• [Supplied text]
The Last Straw is a lost 1920 American silent Western film directed by Denison Clift and Charles Swickard and starring Buck Jones, Vivian Rich, and Jane Talent. It cost $31,000 to make, considerably exceeding its planned budget. It was Jones' first starring role.

==Plot==
As described in a film magazine, Tom Beck is one of the cowboys on the H O ranch in Montana who does not believe in taking a chance. On the arrival of Jane Hunter, a young New York woman who has inherited the property from her uncle, at the ranch she watches as four men draw straws to see who will be the ranch foreman. Tom refuses to take a chance on drawing the last straw and loses the job as it was the short one. Hepburn, whom Tom suspects of conniving with cattle rustlers in their attempt to gain part of the H O ranch, is made foreman. Tom, however, becomes Jane's confidant. His refusal to let her drink and smoke, which she had been accustomed to do in New York, wins her admiration. Dick Hilton, an insipid New York millionaire who Jane had refused to marry after becoming financially dependent, follows her to Montana. He scorns at her praise of Tom, and when Jane refuses to tolerate his amours, he attempts to force them upon her. Tom intervenes and throws Dick from the house. Dick then turns his attentions on Bobby, the daughter of the squatter Alf Cole who is the tool of the rustlers. Hepburn then resigns as foreman and Tom is given charge. He scents trouble from this action and informs Jane that he is going to the rustlers' cabin to make settlement. Jane gives him a locket for good luck, informing Tom that he is not to open it. At the cabin of the rustlers Dick attempts to kill Tom and in the shooting affray Tom manages to escape only to be captured by another of his enemies. While he is absent from the ranch, the other men capture the squatter Alf, and he is put on trial with Jane acting as judge. She acquits him, an act which touches the heart of Bobby, who had been angered by the relations between Jane and Dick. After escaping from the ropes used to bind him, Tom arrives at the H O ranch in time to join in another shooting affray. He is taking Jane to a safe place when Dick sneaks up from the back to kill him. Bobby, despite her love for Dick, sees this and shoots him. Tom and Jane return to a cabin and Tom, after Jane reveals the content of the locket as being the last straw, says that he is now ready to take a chance.

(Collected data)

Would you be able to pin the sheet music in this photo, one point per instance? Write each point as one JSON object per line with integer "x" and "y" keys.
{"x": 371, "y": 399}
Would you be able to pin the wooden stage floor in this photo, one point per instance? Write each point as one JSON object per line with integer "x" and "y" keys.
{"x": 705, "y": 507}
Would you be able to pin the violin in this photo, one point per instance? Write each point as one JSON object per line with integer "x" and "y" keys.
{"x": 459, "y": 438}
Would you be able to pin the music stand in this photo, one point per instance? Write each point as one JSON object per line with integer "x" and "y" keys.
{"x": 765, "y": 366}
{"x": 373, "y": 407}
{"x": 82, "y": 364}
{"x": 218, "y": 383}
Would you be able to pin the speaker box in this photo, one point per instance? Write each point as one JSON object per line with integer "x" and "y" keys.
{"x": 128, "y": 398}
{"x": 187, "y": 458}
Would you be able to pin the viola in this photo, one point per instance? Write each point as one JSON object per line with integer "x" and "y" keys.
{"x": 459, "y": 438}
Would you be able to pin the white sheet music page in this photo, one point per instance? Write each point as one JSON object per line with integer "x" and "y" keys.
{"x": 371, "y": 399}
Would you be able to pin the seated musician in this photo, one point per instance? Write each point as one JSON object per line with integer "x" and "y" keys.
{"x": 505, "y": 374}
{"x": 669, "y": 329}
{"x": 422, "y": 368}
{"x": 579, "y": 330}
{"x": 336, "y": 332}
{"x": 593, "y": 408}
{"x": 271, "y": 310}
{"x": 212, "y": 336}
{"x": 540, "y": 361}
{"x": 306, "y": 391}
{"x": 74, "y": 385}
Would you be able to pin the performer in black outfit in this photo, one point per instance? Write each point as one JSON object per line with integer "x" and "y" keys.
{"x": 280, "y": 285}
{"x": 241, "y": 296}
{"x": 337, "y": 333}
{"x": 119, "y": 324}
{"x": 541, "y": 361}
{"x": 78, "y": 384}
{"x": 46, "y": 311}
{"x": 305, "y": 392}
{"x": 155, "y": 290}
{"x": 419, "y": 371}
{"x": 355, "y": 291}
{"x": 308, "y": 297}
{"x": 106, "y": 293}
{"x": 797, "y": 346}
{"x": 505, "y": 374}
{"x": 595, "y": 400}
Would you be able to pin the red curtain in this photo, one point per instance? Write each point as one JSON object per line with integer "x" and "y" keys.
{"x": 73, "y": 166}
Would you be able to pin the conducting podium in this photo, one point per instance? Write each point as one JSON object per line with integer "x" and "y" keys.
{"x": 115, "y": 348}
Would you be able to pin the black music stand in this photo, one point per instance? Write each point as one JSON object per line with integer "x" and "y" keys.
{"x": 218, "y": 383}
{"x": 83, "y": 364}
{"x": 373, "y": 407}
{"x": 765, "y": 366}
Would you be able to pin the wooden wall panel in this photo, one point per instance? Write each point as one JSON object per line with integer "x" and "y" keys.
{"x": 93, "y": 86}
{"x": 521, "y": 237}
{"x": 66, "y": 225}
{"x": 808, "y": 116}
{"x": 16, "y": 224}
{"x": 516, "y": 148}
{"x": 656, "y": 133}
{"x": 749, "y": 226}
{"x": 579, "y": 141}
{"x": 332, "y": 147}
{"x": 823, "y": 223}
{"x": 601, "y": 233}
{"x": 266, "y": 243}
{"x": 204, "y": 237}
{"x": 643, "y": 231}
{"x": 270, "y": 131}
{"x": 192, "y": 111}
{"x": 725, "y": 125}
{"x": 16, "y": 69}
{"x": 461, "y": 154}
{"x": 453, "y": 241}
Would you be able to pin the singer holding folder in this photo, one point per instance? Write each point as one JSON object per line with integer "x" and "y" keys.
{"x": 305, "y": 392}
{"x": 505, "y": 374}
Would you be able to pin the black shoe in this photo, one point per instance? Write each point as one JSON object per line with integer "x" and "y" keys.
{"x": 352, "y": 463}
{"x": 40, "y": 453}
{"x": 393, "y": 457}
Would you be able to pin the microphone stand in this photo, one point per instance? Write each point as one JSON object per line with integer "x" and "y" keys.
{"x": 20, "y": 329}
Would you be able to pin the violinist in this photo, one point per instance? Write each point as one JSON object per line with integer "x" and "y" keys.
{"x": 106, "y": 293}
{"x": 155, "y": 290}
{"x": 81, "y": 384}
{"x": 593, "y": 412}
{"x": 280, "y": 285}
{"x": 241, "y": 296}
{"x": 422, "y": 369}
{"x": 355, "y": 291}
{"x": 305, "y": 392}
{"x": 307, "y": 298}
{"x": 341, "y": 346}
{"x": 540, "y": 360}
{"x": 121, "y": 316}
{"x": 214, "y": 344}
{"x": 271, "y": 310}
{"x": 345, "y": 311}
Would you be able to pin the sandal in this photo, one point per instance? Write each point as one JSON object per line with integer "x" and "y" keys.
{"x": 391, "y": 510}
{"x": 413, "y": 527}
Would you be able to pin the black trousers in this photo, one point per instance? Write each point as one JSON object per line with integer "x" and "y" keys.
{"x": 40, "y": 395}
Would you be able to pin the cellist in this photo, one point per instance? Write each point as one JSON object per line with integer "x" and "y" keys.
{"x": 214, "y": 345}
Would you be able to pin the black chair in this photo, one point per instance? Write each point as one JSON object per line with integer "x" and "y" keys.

• [Questions on the material]
a: How would you say this sentence from the film summary in Spanish: "Tom intervenes and throws Dick from the house."
b: Do these statements agree with the film summary? Answer yes or no for each, quoting the deciding words.
(i) The film was made for less than its planned budget.
(ii) Hepburn is made foreman of the H O ranch.
(iii) Jane, acting as judge, convicts Alf.
c: Which characters are named in the plot section of the film summary?

• [Solutions to each task]
a: Tom interviene y echa a Dick de la casa.

b:
(i) No: "It cost $31,000 to make, considerably exceeding its planned budget."
(ii) Yes: "Hepburn, whom Tom suspects of conniving with cattle rustlers in their attempt to gain part of the H O ranch, is made foreman."
(iii) No: "She acquits him"

c:
Tom Beck
Jane Hunter
Hepburn
Dick Hilton
Bobby
Alf Cole